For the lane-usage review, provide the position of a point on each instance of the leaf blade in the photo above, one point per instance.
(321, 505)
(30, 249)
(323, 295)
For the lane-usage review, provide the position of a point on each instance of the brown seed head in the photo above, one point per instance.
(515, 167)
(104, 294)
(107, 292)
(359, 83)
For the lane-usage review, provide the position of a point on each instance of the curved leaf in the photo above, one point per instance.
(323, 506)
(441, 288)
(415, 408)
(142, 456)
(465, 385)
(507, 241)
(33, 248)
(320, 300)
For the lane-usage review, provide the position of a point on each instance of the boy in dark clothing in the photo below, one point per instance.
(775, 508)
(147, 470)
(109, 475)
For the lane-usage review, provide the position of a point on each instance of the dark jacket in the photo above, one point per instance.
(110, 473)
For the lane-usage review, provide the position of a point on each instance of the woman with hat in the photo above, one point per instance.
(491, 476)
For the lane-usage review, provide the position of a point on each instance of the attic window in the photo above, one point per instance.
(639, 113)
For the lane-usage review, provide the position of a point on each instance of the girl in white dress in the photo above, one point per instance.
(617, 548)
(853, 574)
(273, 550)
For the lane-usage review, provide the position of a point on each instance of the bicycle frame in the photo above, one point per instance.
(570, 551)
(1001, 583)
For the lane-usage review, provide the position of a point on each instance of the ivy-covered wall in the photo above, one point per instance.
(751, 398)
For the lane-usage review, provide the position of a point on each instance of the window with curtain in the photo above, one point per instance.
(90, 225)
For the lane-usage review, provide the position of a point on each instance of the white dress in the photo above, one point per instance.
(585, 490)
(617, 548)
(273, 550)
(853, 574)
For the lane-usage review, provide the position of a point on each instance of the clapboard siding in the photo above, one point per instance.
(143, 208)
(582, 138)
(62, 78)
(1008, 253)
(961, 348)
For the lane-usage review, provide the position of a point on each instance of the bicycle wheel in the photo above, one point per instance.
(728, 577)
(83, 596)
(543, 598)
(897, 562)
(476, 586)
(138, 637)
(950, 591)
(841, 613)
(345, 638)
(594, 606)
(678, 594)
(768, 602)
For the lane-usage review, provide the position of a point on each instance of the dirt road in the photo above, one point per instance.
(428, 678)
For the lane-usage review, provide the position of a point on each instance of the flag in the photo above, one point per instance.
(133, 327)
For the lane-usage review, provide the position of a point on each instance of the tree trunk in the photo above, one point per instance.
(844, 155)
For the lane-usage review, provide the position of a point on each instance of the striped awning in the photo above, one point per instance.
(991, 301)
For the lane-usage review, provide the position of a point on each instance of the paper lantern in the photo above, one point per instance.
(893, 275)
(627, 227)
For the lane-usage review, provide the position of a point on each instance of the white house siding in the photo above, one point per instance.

* * * * * * *

_Task_.
Can you rewrite the records above, starting at the beginning and ending at the line that contains "(1001, 583)", keeping every line and its wording but multiplying each coordinate in the answers by 1.75 and rounding to whole numbers, with halves rounded up?

_Result of this task_.
For the lane-usage review, provide the position of a point on each instance of the leaf blade in the photo above, one point per instance.
(562, 884)
(53, 436)
(565, 516)
For the lane-usage review, provide the position of a point on each instance of the brown seed head in the photo above, one point per instance.
(901, 292)
(182, 515)
(187, 511)
(628, 145)
For the lane-usage review, provide the position of a point on each instance of the curved leaf in the photo above, one point per instance.
(565, 886)
(772, 504)
(726, 714)
(249, 798)
(814, 674)
(887, 422)
(58, 434)
(560, 525)
For the lane-usage review, provide the position of a point on each instance of the boy in dark clothing in the photo below, one point per instance.
(1356, 889)
(257, 823)
(191, 831)
For the lane-usage review, provide the position of a point on each instance of the dark jacket in the photo above, one point per instance.
(193, 828)
For the lane-usage review, provide the position of a point on each instance of the woman with hat in the photo above, one point per instance.
(859, 833)
For the lane-usage review, provide the position of a point on each instance of the attic window in the photo above, one point per instance.
(1118, 198)
For the lane-usage review, provide the position of a point on each instance of the girl in white dress in the photo above, one point per instance.
(1080, 959)
(1493, 1005)
(478, 963)
For the lane-usage review, provide the position of a point on each instance of the bicycle frame in the photo above, one point per instance.
(998, 964)
(1752, 1020)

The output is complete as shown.